- Tasks to carry out
A - Write out part of the passage on TEDx and expressing appreciation word for word, starting with the words "In the spirit" and stopping after "rules and regulations)".
B - Continue the passage on TEDx and expressing appreciation, picking up right after its final sentence.

- Text extract

In the spirit of ideas worth spreading, TEDx is a program of local, self-organized events that bring people together to share a TED-like experience. At a TEDx event, TEDTalks video and live speakers combine to spark deep discussion and connection in a small group. These local, self-organized events are branded TEDx, where x = independently organized TED event. The TED Conference provides general guidance for the TEDx program, but individual TEDx events are self-organized.* (*Subject to certain rules and regulations)
"Celebrate what you want to see more of" is such a simple but succinct way of putting all this
I think the instinct to go quiet on someone whose just messed up big time is because you assume they're embarrassed or like if you say anything they might take out all their frustration on you
The bit about how to stay inspired about expressing appreciation was huge. I have that problem with lots of stuff, I get so excited about doing it but then the excitement or inspiration wears off
I hear you and can relate
Agreed appreciation is deeply needed in every type of relationship we have. It's very easy for people to slip into a negative mindset and start thinking along the lines of "oh that person just doesn't care about me"

Data extracted from a collection
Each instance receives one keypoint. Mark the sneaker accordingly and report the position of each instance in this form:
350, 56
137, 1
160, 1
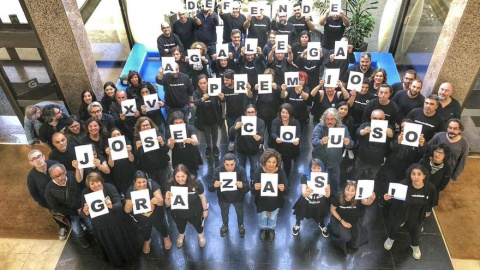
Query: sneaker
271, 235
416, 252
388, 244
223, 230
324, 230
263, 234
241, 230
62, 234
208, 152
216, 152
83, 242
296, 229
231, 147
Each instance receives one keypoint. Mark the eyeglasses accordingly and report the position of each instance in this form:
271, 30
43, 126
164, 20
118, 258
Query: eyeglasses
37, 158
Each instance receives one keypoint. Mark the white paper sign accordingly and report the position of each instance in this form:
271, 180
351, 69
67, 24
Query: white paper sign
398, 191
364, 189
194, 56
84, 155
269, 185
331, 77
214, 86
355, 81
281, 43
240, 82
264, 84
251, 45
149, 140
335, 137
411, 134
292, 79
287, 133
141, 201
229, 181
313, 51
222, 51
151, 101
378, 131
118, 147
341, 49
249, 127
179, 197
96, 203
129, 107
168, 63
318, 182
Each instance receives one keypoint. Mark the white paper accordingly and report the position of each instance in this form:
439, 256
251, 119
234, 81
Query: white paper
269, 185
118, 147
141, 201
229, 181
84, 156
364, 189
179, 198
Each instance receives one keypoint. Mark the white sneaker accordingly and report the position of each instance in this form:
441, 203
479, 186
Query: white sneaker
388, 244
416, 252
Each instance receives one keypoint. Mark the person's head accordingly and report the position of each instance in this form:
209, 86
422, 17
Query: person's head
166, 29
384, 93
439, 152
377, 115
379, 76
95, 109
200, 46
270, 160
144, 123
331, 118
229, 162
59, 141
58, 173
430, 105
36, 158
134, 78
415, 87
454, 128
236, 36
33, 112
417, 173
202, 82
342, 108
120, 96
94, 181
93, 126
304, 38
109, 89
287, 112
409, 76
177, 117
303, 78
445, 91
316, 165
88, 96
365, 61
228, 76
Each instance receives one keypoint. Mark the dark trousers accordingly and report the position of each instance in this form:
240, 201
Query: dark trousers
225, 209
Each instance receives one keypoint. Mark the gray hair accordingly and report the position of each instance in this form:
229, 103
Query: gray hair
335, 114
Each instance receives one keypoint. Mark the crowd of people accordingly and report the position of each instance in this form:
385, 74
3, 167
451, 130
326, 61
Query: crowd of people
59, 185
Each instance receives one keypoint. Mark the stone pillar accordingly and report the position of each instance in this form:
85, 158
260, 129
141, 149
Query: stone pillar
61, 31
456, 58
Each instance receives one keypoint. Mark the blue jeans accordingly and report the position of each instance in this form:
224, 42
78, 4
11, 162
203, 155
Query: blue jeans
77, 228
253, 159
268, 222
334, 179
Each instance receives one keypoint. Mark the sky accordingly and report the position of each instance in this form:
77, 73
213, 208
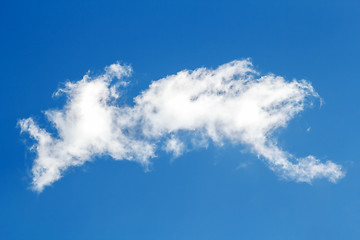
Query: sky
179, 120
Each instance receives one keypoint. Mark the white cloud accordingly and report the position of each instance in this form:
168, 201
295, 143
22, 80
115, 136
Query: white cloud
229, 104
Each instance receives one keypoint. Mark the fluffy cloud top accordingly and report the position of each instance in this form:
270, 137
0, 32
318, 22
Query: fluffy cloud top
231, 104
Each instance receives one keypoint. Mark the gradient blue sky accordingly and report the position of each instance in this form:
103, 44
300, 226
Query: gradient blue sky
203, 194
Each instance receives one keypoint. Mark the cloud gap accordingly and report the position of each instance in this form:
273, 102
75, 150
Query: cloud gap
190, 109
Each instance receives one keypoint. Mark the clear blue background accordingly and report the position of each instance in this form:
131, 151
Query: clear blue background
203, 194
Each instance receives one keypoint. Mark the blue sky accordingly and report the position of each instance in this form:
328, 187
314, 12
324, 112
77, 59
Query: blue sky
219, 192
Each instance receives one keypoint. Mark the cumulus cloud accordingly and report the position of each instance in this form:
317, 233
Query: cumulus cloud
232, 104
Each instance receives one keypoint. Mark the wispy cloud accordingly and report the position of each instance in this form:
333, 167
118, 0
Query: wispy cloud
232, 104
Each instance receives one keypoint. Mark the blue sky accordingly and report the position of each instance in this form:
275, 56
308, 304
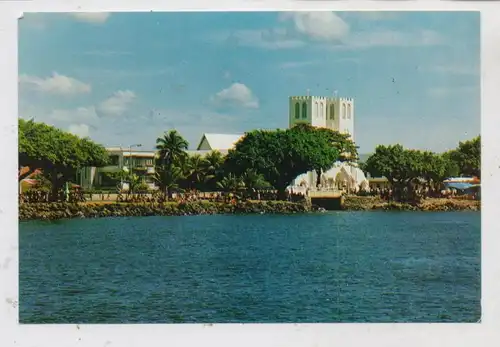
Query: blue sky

- Results for the exercise
A -
In the spirit of ideas worth spreading, TEDx is a program of local, self-organized events that bring people together to share a TED-like experience. At a TEDx event, TEDTalks video and live speakers combine to spark deep discussion and connection in a small group. These local, self-organized events are branded TEDx, where x = independently organized TED event. The TED Conference provides general guidance for the TEDx program, but individual TEDx events are self-organized.* (*Subject to certain rules and regulations)

B -
I can definitely relate to not appreciating something when you're in it... I think it's a relative thing though, if it's all you've known you might not realize how wonderful it is until you're doing something different
Indeed...so true
I read a study recently that spoke about how when you do express gratitude people want to hear how their actions met your needs, not how they sacrificed their time or effort. So if someone helped you get through some tasks at work a good way to acknowledge it is to say "Thank you that was really stressing me out." instead of say "Thanks, I know that took away from your day."
I like the way he breaks this down like it's not about being touchy-feely, but creating an environment where people feel valued and can thrive. That's just good sense in any context!
I wish more leaders understood this concept. So many workplaces focus on empty recognition programs, but miss the mark on genuine appreciation. Imagine how different things could be if managers took the time to really see and value their team members as people!
There's something magical about people that can appreciate the journey instead of fixating on the destination
That's right. If you don't feel appreciated you won't work at your full capacity. Even money won't fix a situation like that
As someone who's struggled with self-worth, the idea that appreciation is about who you are, not just what you do, is really powerful. Makes me think about how I can start appreciating myself more, not just for my achievements, but for who I am as a person.
I like the idea of appreciation being not just some abstract idea, but something that can have a tangible impact on our lives.
Whether it's sports, work, or family life, we're all just humans trying our best. A little appreciation could go a long way in easing that pressure.
This talk is a wake-up call for how we treat each other, especially in high-stress environments
We are terrible at taking compliments! He's so right and then you end up feeling weird when you give someone one and they reject it.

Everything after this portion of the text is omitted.